» Required action:
Repeat the data below exactly, with every entry included.

» Entries supplied:
•••

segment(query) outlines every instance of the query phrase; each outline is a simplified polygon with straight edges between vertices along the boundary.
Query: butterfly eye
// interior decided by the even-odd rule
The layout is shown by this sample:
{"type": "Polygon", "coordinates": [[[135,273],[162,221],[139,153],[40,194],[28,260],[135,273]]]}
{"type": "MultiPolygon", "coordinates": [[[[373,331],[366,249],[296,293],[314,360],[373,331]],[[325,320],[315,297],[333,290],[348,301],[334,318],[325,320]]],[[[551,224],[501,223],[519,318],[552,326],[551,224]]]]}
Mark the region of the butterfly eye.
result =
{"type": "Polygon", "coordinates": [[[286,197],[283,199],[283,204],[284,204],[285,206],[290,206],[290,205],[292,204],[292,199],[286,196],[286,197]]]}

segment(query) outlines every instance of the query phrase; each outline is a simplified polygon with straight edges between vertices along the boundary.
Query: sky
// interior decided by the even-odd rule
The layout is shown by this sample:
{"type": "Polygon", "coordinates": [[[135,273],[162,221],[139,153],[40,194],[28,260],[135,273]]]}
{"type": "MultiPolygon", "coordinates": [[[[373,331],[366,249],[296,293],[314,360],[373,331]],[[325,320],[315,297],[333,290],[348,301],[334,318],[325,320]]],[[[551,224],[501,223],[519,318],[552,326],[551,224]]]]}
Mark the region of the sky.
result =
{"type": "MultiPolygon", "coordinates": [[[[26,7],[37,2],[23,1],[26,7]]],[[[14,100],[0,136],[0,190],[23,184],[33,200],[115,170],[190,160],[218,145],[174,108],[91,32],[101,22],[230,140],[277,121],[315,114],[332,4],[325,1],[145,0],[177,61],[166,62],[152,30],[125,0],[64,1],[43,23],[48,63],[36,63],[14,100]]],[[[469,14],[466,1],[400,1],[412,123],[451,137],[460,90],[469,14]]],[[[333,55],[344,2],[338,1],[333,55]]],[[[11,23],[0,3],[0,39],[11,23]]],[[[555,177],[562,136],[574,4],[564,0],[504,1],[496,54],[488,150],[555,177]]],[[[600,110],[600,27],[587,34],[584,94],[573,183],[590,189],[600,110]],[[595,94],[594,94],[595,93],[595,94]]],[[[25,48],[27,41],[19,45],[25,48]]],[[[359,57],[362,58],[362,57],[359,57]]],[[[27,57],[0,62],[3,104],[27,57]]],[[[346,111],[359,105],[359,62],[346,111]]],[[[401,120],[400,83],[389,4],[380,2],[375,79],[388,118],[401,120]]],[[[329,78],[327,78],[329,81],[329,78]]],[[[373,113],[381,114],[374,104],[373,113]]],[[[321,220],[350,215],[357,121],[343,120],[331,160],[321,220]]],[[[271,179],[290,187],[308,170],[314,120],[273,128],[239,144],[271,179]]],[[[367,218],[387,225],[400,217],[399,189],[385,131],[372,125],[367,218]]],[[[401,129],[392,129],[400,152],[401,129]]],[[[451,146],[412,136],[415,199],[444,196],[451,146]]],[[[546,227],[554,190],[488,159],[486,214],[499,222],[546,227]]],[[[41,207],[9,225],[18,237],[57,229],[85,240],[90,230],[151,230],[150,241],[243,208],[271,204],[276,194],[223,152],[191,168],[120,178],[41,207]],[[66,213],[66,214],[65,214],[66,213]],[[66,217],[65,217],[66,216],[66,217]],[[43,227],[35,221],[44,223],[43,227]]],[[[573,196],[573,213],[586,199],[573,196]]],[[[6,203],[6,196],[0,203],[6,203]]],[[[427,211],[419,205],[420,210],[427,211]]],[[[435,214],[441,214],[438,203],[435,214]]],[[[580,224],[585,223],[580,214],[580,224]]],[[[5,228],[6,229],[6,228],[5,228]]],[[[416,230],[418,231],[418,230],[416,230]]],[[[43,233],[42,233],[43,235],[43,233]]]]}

•••

» Output for this task:
segment(query) outlines every instance of the query phrase; each outline is a simplified polygon with straight edges between vertices along the boundary.
Query: butterfly eye
// interior decided by the even-odd rule
The layout is shown by this sample:
{"type": "Polygon", "coordinates": [[[135,273],[162,221],[139,153],[40,194],[28,260],[135,273]]]}
{"type": "MultiPolygon", "coordinates": [[[[373,331],[366,249],[296,293],[314,360],[373,331]],[[325,320],[315,297],[333,290],[348,301],[334,318],[325,320]]],[[[551,224],[501,223],[519,318],[552,326],[551,224]]]]}
Mark the region of the butterfly eye.
result =
{"type": "Polygon", "coordinates": [[[286,197],[283,199],[283,204],[284,204],[285,206],[290,206],[290,205],[292,204],[292,199],[286,196],[286,197]]]}

segment(query) outlines every instance of the query phrase; each outline is a simplified polygon with straight edges between vertices along the boundary.
Query: sky
// interior decided by the even-odd rule
The layout is shown by this sample:
{"type": "Polygon", "coordinates": [[[135,273],[162,221],[139,153],[40,194],[28,260],[135,273]]]}
{"type": "MultiPolygon", "coordinates": [[[[373,331],[366,249],[296,293],[314,360],[373,331]],[[325,320],[315,297],[333,290],[348,301],[334,318],[325,320]]],[[[551,224],[501,223],[519,318],[552,326],[551,224]]]]}
Mark the region of the sky.
result =
{"type": "MultiPolygon", "coordinates": [[[[26,7],[37,2],[23,1],[26,7]]],[[[14,100],[0,136],[0,190],[23,184],[33,200],[115,170],[190,160],[218,145],[174,108],[91,32],[101,22],[230,140],[277,121],[315,114],[332,4],[325,1],[145,0],[177,61],[166,62],[152,30],[125,0],[64,1],[43,23],[48,63],[36,63],[14,100]]],[[[469,14],[466,1],[400,1],[412,123],[451,137],[460,90],[469,14]]],[[[333,55],[344,2],[338,1],[333,55]]],[[[11,23],[0,3],[0,39],[11,23]]],[[[555,177],[562,136],[574,4],[564,0],[504,1],[496,54],[488,150],[555,177]]],[[[600,110],[600,27],[587,34],[584,94],[573,183],[590,189],[600,110]],[[595,94],[594,94],[595,93],[595,94]]],[[[25,48],[27,41],[19,45],[25,48]]],[[[359,57],[362,58],[362,57],[359,57]]],[[[27,57],[0,62],[3,104],[27,57]]],[[[346,111],[359,105],[359,62],[346,111]]],[[[401,120],[400,83],[389,4],[380,2],[375,79],[388,118],[401,120]]],[[[329,78],[327,78],[329,81],[329,78]]],[[[373,113],[381,114],[374,104],[373,113]]],[[[321,220],[350,215],[357,121],[343,120],[331,160],[321,220]]],[[[271,179],[290,187],[308,170],[314,120],[273,128],[239,144],[271,179]]],[[[367,218],[387,225],[400,217],[399,189],[385,131],[372,125],[367,218]]],[[[401,129],[392,129],[400,152],[401,129]]],[[[451,146],[412,136],[415,199],[444,196],[451,146]]],[[[546,227],[554,190],[488,159],[486,214],[499,222],[546,227]]],[[[41,207],[9,225],[18,237],[57,229],[85,240],[90,230],[151,230],[150,241],[243,208],[271,204],[276,194],[223,152],[191,168],[120,178],[41,207]],[[66,213],[66,214],[65,214],[66,213]],[[66,217],[65,217],[66,216],[66,217]],[[43,227],[35,221],[44,223],[43,227]]],[[[573,196],[573,213],[586,199],[573,196]]],[[[6,203],[6,196],[0,203],[6,203]]],[[[427,211],[419,205],[420,210],[427,211]]],[[[435,214],[441,214],[438,203],[435,214]]],[[[580,224],[585,223],[580,214],[580,224]]],[[[5,228],[6,229],[6,228],[5,228]]],[[[416,230],[418,231],[418,230],[416,230]]],[[[43,233],[42,233],[43,235],[43,233]]]]}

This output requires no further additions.